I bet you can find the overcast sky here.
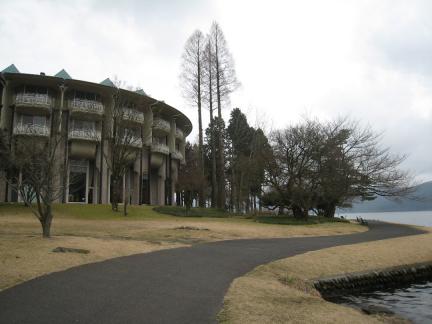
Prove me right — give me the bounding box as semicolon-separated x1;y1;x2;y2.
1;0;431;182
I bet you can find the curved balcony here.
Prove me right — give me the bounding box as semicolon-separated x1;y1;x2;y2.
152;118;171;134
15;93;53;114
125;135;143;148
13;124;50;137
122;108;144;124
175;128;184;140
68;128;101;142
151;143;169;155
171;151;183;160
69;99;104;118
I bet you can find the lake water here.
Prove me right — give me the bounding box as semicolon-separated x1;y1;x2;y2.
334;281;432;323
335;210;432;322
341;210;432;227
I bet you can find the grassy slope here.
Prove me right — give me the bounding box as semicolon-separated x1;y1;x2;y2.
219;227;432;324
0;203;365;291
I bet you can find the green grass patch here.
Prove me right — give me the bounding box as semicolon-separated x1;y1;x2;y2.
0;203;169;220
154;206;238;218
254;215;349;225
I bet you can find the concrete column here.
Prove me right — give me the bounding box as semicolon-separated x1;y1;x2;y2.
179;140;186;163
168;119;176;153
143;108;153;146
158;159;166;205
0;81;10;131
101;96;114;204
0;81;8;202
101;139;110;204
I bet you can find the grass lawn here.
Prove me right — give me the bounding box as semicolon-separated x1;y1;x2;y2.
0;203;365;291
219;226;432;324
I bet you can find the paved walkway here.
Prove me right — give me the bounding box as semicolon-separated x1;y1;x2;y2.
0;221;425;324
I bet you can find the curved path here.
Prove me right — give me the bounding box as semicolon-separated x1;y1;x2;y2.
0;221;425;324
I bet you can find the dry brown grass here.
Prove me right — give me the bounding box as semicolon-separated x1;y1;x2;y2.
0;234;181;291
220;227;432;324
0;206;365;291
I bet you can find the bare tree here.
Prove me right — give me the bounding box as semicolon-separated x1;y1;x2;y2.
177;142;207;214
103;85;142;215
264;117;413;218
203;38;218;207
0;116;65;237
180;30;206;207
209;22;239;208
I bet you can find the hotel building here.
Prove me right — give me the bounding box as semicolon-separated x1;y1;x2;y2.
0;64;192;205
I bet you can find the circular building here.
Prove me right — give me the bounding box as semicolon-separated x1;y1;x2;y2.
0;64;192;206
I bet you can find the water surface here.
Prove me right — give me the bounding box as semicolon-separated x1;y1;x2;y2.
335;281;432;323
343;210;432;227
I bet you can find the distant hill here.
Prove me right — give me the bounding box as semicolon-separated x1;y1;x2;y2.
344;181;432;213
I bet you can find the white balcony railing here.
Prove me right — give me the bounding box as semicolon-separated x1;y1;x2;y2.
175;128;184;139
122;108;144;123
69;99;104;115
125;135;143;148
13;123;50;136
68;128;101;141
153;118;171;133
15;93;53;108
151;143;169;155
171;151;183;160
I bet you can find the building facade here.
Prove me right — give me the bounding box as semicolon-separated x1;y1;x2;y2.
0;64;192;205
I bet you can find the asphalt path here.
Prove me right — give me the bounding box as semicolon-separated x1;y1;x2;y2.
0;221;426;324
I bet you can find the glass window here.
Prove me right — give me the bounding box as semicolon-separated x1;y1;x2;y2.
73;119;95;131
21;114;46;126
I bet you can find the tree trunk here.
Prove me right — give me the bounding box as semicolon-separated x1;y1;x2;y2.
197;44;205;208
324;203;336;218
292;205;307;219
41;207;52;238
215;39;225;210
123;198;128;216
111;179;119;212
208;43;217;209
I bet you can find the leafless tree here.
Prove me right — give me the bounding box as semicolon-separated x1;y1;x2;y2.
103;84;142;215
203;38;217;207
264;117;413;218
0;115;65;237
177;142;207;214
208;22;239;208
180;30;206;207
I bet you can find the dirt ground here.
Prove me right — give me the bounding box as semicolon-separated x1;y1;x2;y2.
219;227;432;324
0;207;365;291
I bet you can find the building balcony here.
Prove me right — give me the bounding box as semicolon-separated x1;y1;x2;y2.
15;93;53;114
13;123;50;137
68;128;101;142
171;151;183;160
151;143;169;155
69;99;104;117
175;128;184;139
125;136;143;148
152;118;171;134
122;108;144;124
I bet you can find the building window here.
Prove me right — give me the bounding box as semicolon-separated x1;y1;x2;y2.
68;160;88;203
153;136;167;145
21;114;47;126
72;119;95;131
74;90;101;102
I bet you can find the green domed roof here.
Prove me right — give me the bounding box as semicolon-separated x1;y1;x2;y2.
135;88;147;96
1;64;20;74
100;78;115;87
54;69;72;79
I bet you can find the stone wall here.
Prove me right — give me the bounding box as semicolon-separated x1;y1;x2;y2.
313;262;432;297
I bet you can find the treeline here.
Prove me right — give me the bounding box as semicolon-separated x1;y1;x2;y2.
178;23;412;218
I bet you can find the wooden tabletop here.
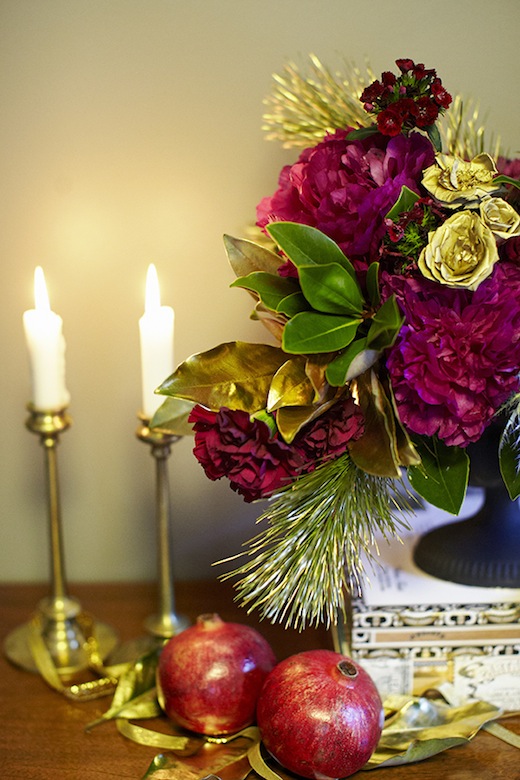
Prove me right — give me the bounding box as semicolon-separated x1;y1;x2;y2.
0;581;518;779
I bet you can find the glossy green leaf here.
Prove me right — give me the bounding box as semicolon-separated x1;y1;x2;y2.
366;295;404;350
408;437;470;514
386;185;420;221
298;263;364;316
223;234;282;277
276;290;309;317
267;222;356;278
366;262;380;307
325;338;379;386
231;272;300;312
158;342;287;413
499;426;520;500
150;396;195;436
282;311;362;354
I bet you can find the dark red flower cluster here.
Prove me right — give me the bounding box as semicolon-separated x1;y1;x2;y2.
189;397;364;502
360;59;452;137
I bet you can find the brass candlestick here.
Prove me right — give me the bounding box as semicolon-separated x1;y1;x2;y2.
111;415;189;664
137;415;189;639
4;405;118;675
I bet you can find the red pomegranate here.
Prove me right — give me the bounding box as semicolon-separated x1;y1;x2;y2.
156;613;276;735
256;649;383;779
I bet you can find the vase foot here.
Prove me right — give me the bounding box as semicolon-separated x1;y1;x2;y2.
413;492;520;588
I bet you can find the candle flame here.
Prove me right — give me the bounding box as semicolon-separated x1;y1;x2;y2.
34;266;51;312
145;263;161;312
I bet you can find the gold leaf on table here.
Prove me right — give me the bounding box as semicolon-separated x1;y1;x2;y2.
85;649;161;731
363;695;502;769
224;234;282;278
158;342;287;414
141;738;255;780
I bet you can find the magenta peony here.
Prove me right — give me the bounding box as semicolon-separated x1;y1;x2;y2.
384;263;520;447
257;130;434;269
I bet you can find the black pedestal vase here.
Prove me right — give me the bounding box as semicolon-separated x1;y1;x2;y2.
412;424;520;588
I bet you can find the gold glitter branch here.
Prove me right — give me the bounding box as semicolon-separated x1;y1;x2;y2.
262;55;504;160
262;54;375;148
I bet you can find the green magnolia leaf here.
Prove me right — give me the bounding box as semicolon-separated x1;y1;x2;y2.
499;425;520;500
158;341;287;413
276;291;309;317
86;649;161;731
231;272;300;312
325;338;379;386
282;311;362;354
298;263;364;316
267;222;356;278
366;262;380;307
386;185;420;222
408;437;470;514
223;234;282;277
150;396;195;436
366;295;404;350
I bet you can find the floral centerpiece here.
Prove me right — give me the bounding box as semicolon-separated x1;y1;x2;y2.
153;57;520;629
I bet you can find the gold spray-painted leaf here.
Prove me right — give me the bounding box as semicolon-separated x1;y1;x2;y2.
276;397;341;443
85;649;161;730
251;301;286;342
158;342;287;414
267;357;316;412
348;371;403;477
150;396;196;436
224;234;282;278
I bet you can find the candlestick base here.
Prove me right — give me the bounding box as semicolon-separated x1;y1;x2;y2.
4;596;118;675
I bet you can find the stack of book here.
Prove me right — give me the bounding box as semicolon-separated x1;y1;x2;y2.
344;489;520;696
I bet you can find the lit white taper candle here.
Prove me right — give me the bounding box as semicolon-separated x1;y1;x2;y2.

_ _ _

Work to be completed —
Each line of the data needs to be output exactly, with any image excluded.

Task answer —
I bet you can find the overcast sky here.
Prove me right — give me the bounding box as semicolon-separated x1;y1;x2;y2.
1;0;431;182
I bet you can find the curved balcony here.
Prove me right — give me the bounding box as semicolon-separated x1;y1;x2;y2.
152;118;171;134
15;93;53;114
125;135;143;148
13;124;50;137
122;108;144;124
175;128;184;140
68;128;101;142
151;143;169;155
171;151;183;160
69;99;104;118
I bet you can find the lake water here.
Prove me right — give me the bounding box as semicolon-separated x1;y1;x2;y2.
334;281;432;323
335;210;432;322
341;210;432;227
I bet you can find the grassy slope here.
Prove me right — give me the bounding box as semicolon-separated x1;y1;x2;y2.
219;227;432;324
0;203;365;291
I bet you can find the green grass patch here.
Prove me right — give me the bounding box as semicolon-separated x1;y1;x2;y2.
0;203;169;220
154;206;238;218
254;215;349;225
I bet you can find the concrete column here.
Prove me right — give me the bounding box as semicolon-separated x1;y1;x2;y2.
179;140;186;163
168;119;176;153
143;108;153;146
158;159;166;205
0;81;10;131
101;96;114;204
0;81;8;202
101;139;110;204
I bet you can find the grass lawn here.
Prove me right — give me the bounding box as semicolon-separated x1;y1;x2;y2.
0;203;365;291
219;226;432;324
I bet you can find the paved walkway here.
Prove me right — give me the bounding box as semicolon-separated x1;y1;x2;y2.
0;221;425;324
I bet you can find the curved path here.
Prove me right — give me the bounding box as semicolon-separated x1;y1;x2;y2.
0;221;425;324
I bet you can find the dry brown grass here.
Prove me right — give me the bounding box as semicolon-separated x1;y1;x2;y2.
0;234;181;291
220;227;432;324
0;206;365;291
I bet you can find the bare tree here.
Prove me right — give me the bounding box as semicolon-separated x1;y1;x2;y2.
177;142;207;214
103;85;142;215
264;117;413;218
203;38;218;207
0;116;65;237
180;30;206;207
209;22;239;208
I bet you can find the hotel building here.
Prove me right — give me the bounding box as semicolon-separated x1;y1;x2;y2.
0;64;192;205
I bet you can find the circular building here.
Prove me right — give me the bounding box as semicolon-separated x1;y1;x2;y2.
0;64;192;206
I bet you can find the water surface here.
Prove me right — give me the bounding box as semicolon-separated x1;y1;x2;y2.
335;281;432;323
343;210;432;227
I bet you can find the distant hill here.
Prove me right — give me the bounding box as semicolon-separated x1;y1;x2;y2.
344;181;432;213
I bet you can find the white balcony railing here.
Prove me right — give me the bounding box as semicolon-separated x1;y1;x2;y2.
175;128;184;139
122;108;144;123
69;99;104;115
125;135;143;148
13;123;50;136
68;128;101;141
153;118;171;133
15;93;53;108
151;143;169;155
171;151;183;160
I bet you can find the building facade here.
Prove me right — give me the bounding box as semicolon-separated x1;y1;x2;y2.
0;64;192;205
I bet you can find the asphalt path here.
Prove me right — give me the bounding box as semicolon-separated x1;y1;x2;y2.
0;221;426;324
I bet you can find the glass window here.
Prove me right — give me the bounding box as semicolon-separated x1;y1;x2;y2.
73;119;95;131
21;114;46;126
I bet you can find the tree trunk here.
Prove me right — give me the bounding box as semicolon-separated x1;y1;x2;y2.
197;44;205;208
324;203;336;218
292;205;307;219
41;207;52;238
215;39;225;210
123;198;128;216
111;179;119;212
208;43;217;209
I bet you can find the leafless tree here.
Prove me right — give me the bounding box as semicolon-separated x1;y1;x2;y2.
103;84;142;215
203;38;217;207
264;117;413;218
0;115;65;237
177;142;207;214
208;22;239;208
180;30;206;207
I bet you can find the dirt ground here.
Prove me right — give me the bounding box as semicolon-separated x1;y1;x2;y2.
219;227;432;324
0;207;365;291
I bet you can find the building balcony here.
Prove me right — give me the bounding box as semicolon-separated x1;y1;x2;y2.
15;93;53;114
13;123;50;137
68;128;101;142
171;151;183;160
151;143;169;155
69;99;104;117
175;128;184;139
125;136;143;148
152;118;171;134
122;108;144;124
I bet you can find the building window here.
Prove me right — give me the bounding box as semicolon-separated x1;y1;x2;y2.
68;160;88;203
153;136;167;145
21;114;47;126
72;119;95;131
74;90;101;102
I bet you can find the green domed roof here.
Prove me right — give me the bounding box as semicolon-separated x1;y1;x2;y2.
135;88;147;96
1;64;20;74
100;78;115;87
54;69;72;79
I bet you can find the stone wall here.
Prove me right — give me the bounding box as semicolon-separated x1;y1;x2;y2.
313;262;432;297
I bet you can find the treeline here.
Prove me right — give me the bounding box as semicolon-separated x1;y1;x2;y2.
178;23;412;218
I bet you can find the wooden tabletop here.
Prove me right — give me the bounding box as semicolon-separated x1;y1;x2;y2.
0;581;518;779
I bet you can find the glossy green leaf here.
Prove me right — give me the bounding box as semicolon-separated x1;y1;x2;y2.
366;295;404;350
408;437;470;514
386;185;420;221
298;263;364;316
223;234;282;277
276;290;309;317
267;222;356;278
366;262;380;307
325;338;379;386
231;272;300;312
158;342;287;413
499;426;520;500
150;396;195;436
282;311;362;354
I bet you can find the dark red flower cluster here.
Prove me right — give me the bounding box as semicolon-separated x1;y1;x2;y2.
189;397;364;502
360;59;452;137
I bet you can find the brass candlestick here.
Prove me right — give me the bounding box as semicolon-separated x1;y1;x2;y2.
111;415;189;664
137;415;189;639
4;405;118;675
I bet you can find the red pomegranate here.
Prove me right — give me the bounding box as semicolon-separated x1;y1;x2;y2.
156;613;276;735
256;649;383;779
I bet you can find the vase foot here.
Prove me right — give me the bounding box as semicolon-separated x1;y1;x2;y2.
413;492;520;588
I bet you can find the candle flame here.
Prove me right — give me the bounding box as semicolon-separated x1;y1;x2;y2.
34;266;51;312
145;263;161;312
I bet you can find the gold leaf on table here.
Prove me right — give me the bounding box as semicolon-separated x1;y1;x2;y2.
85;649;161;731
363;695;502;769
224;234;282;278
158;342;287;414
141;738;255;780
I bet you can find the magenta peony here.
Prove me right — give me the bounding box as semicolon-separated x1;y1;x2;y2.
384;263;520;447
257;130;434;269
I bet you can find the black pedestal vase here.
Prove me right — give me the bounding box as semicolon-separated x1;y1;x2;y2.
412;424;520;588
I bet you can find the gold glitter branch here.
Prove me right — give me the bounding box as semicolon-separated x1;y1;x2;y2.
262;55;504;160
262;54;375;148
I bet you can find the green magnolia leaf here.
Prove me right — give me the bounding box as semicolon-separated x1;y1;x2;y2.
499;425;520;500
158;341;287;413
276;291;309;317
86;649;161;731
231;272;300;312
325;338;379;386
282;311;362;354
298;263;364;316
267;222;356;278
366;262;380;307
386;185;420;222
408;437;470;514
223;234;282;277
150;396;195;436
366;295;404;350
I bet you can find the floral centerpiece here.
Prove me right — give me the bounding box as semicolon-separated x1;y1;x2;y2.
153;57;520;629
I bet you can find the gold spray-painted leaf here.
Prove me right — give me the bounding box as semicolon-separated x1;y1;x2;y2.
276;397;341;443
85;649;161;730
251;301;286;342
158;342;287;414
267;357;316;412
348;371;403;477
150;396;196;436
224;234;282;278
I bet you can find the candlestick base here.
Prove me right — give me the bounding box as semicolon-separated x1;y1;x2;y2.
4;596;118;675
I bet you can find the stack of book here.
Prove me right — give me the bounding box as semicolon-separated x1;y1;x2;y2.
344;489;520;696
I bet you can find the lit white taper candle here.
Prove me right — give me the bounding box as semicolon-separated x1;y1;x2;y2.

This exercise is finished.